** BEGIN **

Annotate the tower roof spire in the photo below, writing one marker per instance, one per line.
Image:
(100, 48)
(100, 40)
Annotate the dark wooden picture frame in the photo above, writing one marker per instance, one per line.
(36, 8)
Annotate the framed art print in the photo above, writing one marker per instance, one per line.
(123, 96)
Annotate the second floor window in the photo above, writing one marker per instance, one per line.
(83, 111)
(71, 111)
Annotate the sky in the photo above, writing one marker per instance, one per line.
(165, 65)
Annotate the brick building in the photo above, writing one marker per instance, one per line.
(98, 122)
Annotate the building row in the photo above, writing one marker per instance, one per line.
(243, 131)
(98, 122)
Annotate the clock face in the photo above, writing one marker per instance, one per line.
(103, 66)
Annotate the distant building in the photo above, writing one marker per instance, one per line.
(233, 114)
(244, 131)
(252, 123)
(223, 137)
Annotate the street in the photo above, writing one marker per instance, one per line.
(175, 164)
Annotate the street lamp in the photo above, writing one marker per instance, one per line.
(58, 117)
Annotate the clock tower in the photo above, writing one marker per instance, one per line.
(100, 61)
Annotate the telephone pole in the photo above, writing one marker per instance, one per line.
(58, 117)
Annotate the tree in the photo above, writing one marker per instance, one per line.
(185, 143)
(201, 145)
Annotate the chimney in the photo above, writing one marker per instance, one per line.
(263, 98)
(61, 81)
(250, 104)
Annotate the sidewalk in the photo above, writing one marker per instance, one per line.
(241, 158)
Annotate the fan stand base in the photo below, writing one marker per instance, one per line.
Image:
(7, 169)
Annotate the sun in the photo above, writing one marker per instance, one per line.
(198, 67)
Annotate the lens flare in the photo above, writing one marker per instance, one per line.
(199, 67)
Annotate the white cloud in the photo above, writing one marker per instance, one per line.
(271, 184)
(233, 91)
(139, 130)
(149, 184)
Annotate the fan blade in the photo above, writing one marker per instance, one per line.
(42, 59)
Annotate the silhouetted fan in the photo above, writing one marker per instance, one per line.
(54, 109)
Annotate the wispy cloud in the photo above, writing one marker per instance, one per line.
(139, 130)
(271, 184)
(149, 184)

** END **

Exercise aim: Starting at the line that contains "Annotate the chimney", output each remaining line of the listing, the last line included, exactly as it appears.

Solution to this task:
Annotate the chimney in the photo above, writing one marker per instance, one per line.
(263, 98)
(61, 81)
(250, 104)
Annotate the sidewalk in the photo above, writing one marker per instance, one per line.
(241, 158)
Annotate the fan stand base in the photo below, writing one marker per instance, one per line.
Image:
(7, 169)
Annotate the sun in the photo above, writing one marker per instance, one per line.
(198, 67)
Annotate the lens flare in the photo above, writing one marker per instance, one per line.
(199, 67)
Annotate the white cloud in the photo above, writing one marker per instance, one per line.
(271, 184)
(233, 91)
(139, 130)
(149, 184)
Annotate the fan blade in the photo above, writing one marker per instance, one per line.
(42, 59)
Annotate the silhouetted fan in the photo above, writing one marker per instance, one per line.
(54, 109)
Annotate the wispy cloud in the photo above, writing one marker per instance, one per line.
(139, 130)
(271, 184)
(149, 184)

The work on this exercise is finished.